### WHAT YOU HAVE TO DO:
Rewrite the records below, replacing each occurrence of "gray plumage" with "brown plumage" and leaving everything else unchanged.

### SUPPLIED DATA:
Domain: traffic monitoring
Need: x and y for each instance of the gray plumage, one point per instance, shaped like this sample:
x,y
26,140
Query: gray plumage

### TASK SOLUTION:
Domain: traffic monitoring
Need: x and y for each instance of the brown plumage, one point per instance, shaped like this sample:
x,y
26,140
Query: brown plumage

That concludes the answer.